To be done = Copy out all the entries exactly.

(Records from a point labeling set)
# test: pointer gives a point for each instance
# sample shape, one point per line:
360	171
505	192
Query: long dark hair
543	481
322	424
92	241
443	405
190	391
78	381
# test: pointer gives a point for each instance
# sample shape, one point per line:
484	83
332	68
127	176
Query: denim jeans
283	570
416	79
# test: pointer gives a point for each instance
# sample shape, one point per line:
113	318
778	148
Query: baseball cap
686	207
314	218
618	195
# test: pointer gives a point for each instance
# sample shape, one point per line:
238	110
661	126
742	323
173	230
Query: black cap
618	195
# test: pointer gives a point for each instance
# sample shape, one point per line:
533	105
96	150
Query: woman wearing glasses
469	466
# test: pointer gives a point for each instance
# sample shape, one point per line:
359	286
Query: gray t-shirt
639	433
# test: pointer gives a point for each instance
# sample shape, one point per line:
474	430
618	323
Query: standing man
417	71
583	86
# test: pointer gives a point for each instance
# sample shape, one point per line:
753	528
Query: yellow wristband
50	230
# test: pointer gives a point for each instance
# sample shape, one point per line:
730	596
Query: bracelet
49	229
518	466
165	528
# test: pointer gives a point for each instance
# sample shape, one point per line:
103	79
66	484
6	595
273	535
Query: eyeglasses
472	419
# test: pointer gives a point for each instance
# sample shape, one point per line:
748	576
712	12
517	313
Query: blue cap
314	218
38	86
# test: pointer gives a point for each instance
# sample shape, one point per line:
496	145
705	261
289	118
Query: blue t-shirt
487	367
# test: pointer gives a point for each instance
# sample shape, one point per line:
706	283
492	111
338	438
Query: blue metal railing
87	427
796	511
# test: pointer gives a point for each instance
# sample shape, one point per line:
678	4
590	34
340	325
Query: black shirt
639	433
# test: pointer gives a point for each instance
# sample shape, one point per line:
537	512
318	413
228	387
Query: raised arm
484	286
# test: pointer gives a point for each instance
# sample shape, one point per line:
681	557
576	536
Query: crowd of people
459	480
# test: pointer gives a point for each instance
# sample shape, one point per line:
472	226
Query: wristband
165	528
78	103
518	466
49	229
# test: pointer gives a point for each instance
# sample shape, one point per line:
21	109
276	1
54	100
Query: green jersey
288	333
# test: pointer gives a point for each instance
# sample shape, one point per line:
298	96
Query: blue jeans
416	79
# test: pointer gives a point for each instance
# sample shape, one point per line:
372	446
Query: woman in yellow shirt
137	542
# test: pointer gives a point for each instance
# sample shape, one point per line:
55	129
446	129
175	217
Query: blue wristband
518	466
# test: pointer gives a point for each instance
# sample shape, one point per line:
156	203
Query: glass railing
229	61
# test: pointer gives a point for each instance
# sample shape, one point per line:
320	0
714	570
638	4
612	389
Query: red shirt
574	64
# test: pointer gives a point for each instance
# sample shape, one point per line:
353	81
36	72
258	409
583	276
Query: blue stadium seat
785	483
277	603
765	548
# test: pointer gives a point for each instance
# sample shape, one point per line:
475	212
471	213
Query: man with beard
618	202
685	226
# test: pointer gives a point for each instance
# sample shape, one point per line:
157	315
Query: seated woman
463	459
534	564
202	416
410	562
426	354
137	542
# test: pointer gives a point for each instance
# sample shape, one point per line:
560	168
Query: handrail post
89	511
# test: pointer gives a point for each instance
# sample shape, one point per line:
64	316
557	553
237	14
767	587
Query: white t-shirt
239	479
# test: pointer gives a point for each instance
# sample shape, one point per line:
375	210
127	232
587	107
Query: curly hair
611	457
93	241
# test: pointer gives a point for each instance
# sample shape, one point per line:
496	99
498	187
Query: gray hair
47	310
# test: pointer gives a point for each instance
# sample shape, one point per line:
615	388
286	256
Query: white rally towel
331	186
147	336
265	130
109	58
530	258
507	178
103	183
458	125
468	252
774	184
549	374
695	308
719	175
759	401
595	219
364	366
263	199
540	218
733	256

Task solution =
# test: pointer gives a point for each instance
# sample shape, one point per line:
360	171
505	192
Query: long dark hair
543	481
322	424
92	241
443	405
190	391
78	381
# test: pointer gives a point for each instance
# sample shape, one point per line:
484	83
332	68
127	176
Query: denim jeans
283	570
416	79
# test: pointer gives a point for each instance
# sample shape, one point per line:
113	318
778	148
Query: baseball cap
686	207
314	218
618	195
# test: pointer gives a point for each instance
# sample shape, one point per line:
238	110
661	126
742	323
173	230
Query: black cap
618	195
# test: pointer gives a point for each instance
# sample shape, one point per line:
533	105
96	150
Query: woman wearing glasses
469	466
# test: pointer gives a point for each instance
# sample shape, one point per line:
359	286
Query: gray t-shirt
639	433
# test: pointer gives a point for each instance
# sample shape, one point per line:
474	430
618	323
Query: standing man
417	71
583	86
# test: pointer gives a point for each instance
# sample shape, one point per line:
753	528
Query: yellow wristband
50	230
# test: pointer gives a point for each instance
# sample shape, one point per line:
730	596
Query: bracelet
49	229
518	466
165	528
# test: pointer gives a point for each instance
# sample shape, one point per line:
103	79
66	484
6	595
273	535
Query: eyeglasses
472	419
# test: pointer gives a point for each instance
# sample shape, one point per line:
748	576
712	12
517	313
Query: blue cap
314	218
38	86
# test: pointer gives a point for each instance
# sample shape, one point per line:
496	145
705	261
289	118
Query: blue t-shirt
487	367
# test: pointer gives a point for each instance
# sample shape, one point per line:
706	283
492	111
338	438
Query: blue metal railing
87	427
796	511
# test: pointer gives a point for each instance
# sample shape, one point per line:
678	4
590	34
340	325
Query: black shirt
639	433
# test: pointer gives a point for each instance
# sample shape, one point per line:
537	512
318	413
228	387
Query: raised arm
484	286
# test: pointer gives a point for each instance
# sample shape, one point per line:
681	557
576	536
Query: crowd of people
459	480
# test: pointer gives a point for each instance
# sample shape, one point per line:
472	226
Query: wristband
165	528
78	103
518	466
49	229
# test: pointer gives a point for each instance
# sample shape, one point per line:
21	109
276	1
54	100
Query: green jersey
288	333
# test: pointer gives a point for each instance
# sample shape, one point per line:
298	96
Query: blue jeans
416	79
# test: pointer gives a point for each instance
# sample shape, one point per line:
372	446
Query: woman in yellow shirt
137	542
# test: pointer gives a point for each instance
# sample shape, one point per line:
55	129
446	129
175	217
Query: blue wristband
518	466
# test: pointer gives a point for each instance
# sample shape, one point per line:
156	203
Query: glass railing
229	61
# test: pointer gives a point for each instance
# sample shape, one point per line:
320	0
714	570
638	4
612	389
Query: red shirt
574	64
# test: pointer gives a point for each instance
# sample shape, one point per line:
353	81
36	72
258	409
583	276
Query: blue stadium seat
785	483
277	603
765	548
# test: pointer gives a point for each instance
# sample shape, one point per line:
475	212
471	213
Query: man with beard
618	202
685	226
# test: pointer gives a point for each instance
# sample shape, one point per line:
157	315
Query: seated woman
463	459
534	564
202	416
410	562
426	354
137	542
# test: pointer gives a point for each instance
# sample shape, one point per line:
560	168
Query: handrail post
89	511
# test: pointer gives a point for each instance
# sample shape, one point per line:
64	316
557	553
237	14
767	587
Query: white t-shirt
239	479
# test: pointer gives a point for each instance
# sample shape, one point per line:
375	210
127	232
587	107
Query: curly hair
611	457
93	241
# test: pointer gives a point for each instance
# sample shape, one point per line:
496	99
498	187
Query: gray hair
47	310
# test: pointer gives a point for each instance
# sample shape, one point per line:
615	388
286	256
Query: white rally towel
331	186
147	336
265	130
109	58
530	258
507	178
103	183
458	125
468	252
774	184
549	374
695	308
719	175
759	401
595	219
364	366
263	199
540	218
733	256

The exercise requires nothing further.